_Goal_: Copy every one of the records below word for word, leaving the pictures out of your answer.

_Excerpted data_:
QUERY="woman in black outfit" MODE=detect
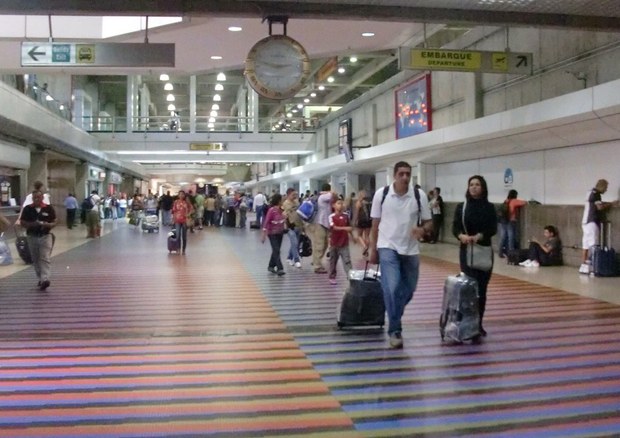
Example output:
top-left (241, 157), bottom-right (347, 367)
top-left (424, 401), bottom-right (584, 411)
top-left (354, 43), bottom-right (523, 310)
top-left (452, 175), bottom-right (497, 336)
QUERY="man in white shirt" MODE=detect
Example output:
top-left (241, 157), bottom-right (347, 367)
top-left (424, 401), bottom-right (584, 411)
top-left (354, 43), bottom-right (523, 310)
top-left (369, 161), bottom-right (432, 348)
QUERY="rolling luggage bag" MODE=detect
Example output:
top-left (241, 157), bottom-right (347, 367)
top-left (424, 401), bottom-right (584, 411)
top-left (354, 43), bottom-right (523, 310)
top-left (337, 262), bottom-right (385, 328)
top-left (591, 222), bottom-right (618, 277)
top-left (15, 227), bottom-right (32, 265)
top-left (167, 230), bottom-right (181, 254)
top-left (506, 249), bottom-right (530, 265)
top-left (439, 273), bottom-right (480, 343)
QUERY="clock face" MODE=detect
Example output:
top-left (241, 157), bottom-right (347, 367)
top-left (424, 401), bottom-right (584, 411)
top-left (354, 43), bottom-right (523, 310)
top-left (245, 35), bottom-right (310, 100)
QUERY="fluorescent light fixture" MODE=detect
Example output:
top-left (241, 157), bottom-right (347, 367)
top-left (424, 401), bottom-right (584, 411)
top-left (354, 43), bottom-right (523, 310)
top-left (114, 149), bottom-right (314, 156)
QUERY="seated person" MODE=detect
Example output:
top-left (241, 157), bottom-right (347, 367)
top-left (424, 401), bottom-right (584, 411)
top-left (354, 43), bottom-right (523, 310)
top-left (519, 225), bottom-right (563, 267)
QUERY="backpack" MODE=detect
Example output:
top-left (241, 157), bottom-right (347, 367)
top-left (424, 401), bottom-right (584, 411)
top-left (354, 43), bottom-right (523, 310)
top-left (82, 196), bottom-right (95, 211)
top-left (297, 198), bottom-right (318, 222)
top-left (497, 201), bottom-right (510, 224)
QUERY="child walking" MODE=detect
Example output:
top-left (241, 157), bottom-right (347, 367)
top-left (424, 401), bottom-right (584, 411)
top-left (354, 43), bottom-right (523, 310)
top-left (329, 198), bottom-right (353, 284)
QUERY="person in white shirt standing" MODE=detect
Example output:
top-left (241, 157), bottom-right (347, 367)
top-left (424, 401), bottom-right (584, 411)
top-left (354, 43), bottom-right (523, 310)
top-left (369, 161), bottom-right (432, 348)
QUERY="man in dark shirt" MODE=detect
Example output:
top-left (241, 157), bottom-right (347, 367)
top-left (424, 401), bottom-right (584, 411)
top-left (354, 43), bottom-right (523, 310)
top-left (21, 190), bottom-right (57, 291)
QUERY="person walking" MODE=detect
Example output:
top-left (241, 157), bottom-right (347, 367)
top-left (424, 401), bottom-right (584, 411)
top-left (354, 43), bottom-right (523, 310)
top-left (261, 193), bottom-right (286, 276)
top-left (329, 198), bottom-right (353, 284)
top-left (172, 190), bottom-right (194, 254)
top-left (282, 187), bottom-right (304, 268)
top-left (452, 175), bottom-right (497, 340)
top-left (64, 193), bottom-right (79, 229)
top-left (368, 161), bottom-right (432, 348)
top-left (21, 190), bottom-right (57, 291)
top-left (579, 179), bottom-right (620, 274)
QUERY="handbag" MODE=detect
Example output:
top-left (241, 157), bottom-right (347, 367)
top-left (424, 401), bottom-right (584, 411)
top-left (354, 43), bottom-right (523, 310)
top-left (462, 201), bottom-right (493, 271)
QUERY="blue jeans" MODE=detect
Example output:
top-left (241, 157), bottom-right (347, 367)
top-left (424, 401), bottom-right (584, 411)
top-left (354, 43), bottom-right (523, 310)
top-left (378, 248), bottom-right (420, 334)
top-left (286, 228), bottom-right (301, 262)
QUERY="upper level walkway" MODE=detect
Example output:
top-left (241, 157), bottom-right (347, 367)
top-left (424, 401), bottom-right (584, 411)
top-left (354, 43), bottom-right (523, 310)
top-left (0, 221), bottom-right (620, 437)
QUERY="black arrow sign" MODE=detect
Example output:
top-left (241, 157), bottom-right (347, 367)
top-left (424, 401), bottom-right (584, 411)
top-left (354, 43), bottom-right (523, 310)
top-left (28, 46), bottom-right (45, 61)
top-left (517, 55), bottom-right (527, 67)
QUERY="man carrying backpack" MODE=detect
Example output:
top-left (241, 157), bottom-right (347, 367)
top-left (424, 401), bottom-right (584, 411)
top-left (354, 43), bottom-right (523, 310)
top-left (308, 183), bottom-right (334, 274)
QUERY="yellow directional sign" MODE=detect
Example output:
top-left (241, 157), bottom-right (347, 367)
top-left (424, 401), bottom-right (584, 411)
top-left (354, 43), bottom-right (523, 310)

_Written response_:
QUERY="woman in black outfit" MODE=detect
Example output:
top-left (241, 157), bottom-right (347, 367)
top-left (424, 401), bottom-right (584, 411)
top-left (354, 43), bottom-right (523, 310)
top-left (452, 175), bottom-right (497, 336)
QUERY="man in white shirt" MODE=detect
Example output:
top-left (241, 157), bottom-right (347, 367)
top-left (424, 401), bottom-right (584, 411)
top-left (354, 43), bottom-right (523, 310)
top-left (369, 161), bottom-right (432, 348)
QUERY="rolling luggage bag" MODE=detect
Example output:
top-left (241, 157), bottom-right (347, 367)
top-left (424, 401), bottom-right (584, 411)
top-left (354, 43), bottom-right (523, 310)
top-left (337, 262), bottom-right (385, 328)
top-left (591, 222), bottom-right (618, 277)
top-left (15, 227), bottom-right (32, 265)
top-left (167, 230), bottom-right (181, 254)
top-left (506, 249), bottom-right (530, 265)
top-left (439, 273), bottom-right (480, 343)
QUERY="clock face" MODE=detect
Example output:
top-left (241, 157), bottom-right (347, 367)
top-left (424, 401), bottom-right (584, 411)
top-left (354, 43), bottom-right (523, 310)
top-left (245, 35), bottom-right (310, 100)
QUERY="fluorescent light fixture" MODE=detect
Example output:
top-left (241, 157), bottom-right (347, 367)
top-left (424, 401), bottom-right (584, 411)
top-left (354, 43), bottom-right (523, 310)
top-left (114, 149), bottom-right (314, 156)
QUERY="seated person" MODE=detect
Example output:
top-left (241, 157), bottom-right (347, 367)
top-left (424, 401), bottom-right (584, 411)
top-left (354, 43), bottom-right (523, 310)
top-left (519, 225), bottom-right (563, 267)
QUERY="backpack" MODE=detect
Example output:
top-left (241, 157), bottom-right (347, 367)
top-left (424, 401), bottom-right (584, 411)
top-left (354, 43), bottom-right (523, 310)
top-left (82, 196), bottom-right (95, 211)
top-left (297, 198), bottom-right (318, 222)
top-left (497, 201), bottom-right (510, 224)
QUERY="child walking" MODE=detect
Example output:
top-left (241, 157), bottom-right (347, 367)
top-left (424, 401), bottom-right (584, 411)
top-left (354, 43), bottom-right (523, 310)
top-left (329, 198), bottom-right (353, 284)
QUERY="person in white shirt standing" MODE=detect
Example output:
top-left (241, 157), bottom-right (347, 367)
top-left (424, 401), bottom-right (584, 411)
top-left (354, 43), bottom-right (523, 310)
top-left (369, 161), bottom-right (432, 348)
QUERY="man in dark shirt" MODE=detect
Example output:
top-left (241, 157), bottom-right (347, 367)
top-left (424, 401), bottom-right (584, 411)
top-left (354, 43), bottom-right (523, 310)
top-left (21, 190), bottom-right (57, 291)
QUERY="person walking" MODE=detect
Example output:
top-left (241, 157), bottom-right (347, 367)
top-left (424, 401), bottom-right (584, 411)
top-left (354, 43), bottom-right (523, 310)
top-left (261, 193), bottom-right (286, 276)
top-left (329, 198), bottom-right (353, 284)
top-left (172, 190), bottom-right (194, 254)
top-left (282, 187), bottom-right (304, 268)
top-left (452, 175), bottom-right (497, 340)
top-left (64, 193), bottom-right (79, 229)
top-left (368, 161), bottom-right (432, 348)
top-left (21, 190), bottom-right (57, 291)
top-left (579, 179), bottom-right (620, 274)
QUERY="handbag" MODE=detect
Example output:
top-left (241, 157), bottom-right (347, 367)
top-left (424, 401), bottom-right (584, 411)
top-left (354, 43), bottom-right (523, 310)
top-left (462, 201), bottom-right (493, 271)
QUERY="blue jeans" MODE=detect
Example output:
top-left (241, 157), bottom-right (347, 367)
top-left (424, 401), bottom-right (584, 411)
top-left (354, 43), bottom-right (523, 310)
top-left (378, 248), bottom-right (420, 334)
top-left (286, 228), bottom-right (301, 262)
QUERY="upper level walkway" MODE=detect
Example output:
top-left (241, 157), bottom-right (347, 367)
top-left (424, 401), bottom-right (584, 411)
top-left (354, 43), bottom-right (523, 310)
top-left (0, 221), bottom-right (620, 437)
QUERY="black arrow sign" MODE=detect
Example output:
top-left (241, 157), bottom-right (347, 367)
top-left (424, 401), bottom-right (584, 411)
top-left (354, 43), bottom-right (523, 310)
top-left (28, 46), bottom-right (45, 61)
top-left (517, 55), bottom-right (527, 67)
QUERY="man carrying backpack" MODE=detect
Example output:
top-left (241, 157), bottom-right (347, 367)
top-left (424, 401), bottom-right (584, 411)
top-left (354, 43), bottom-right (523, 310)
top-left (308, 183), bottom-right (334, 274)
QUERY="yellow directional sign" MODE=detect
Example output:
top-left (241, 157), bottom-right (347, 367)
top-left (424, 401), bottom-right (584, 411)
top-left (354, 43), bottom-right (523, 310)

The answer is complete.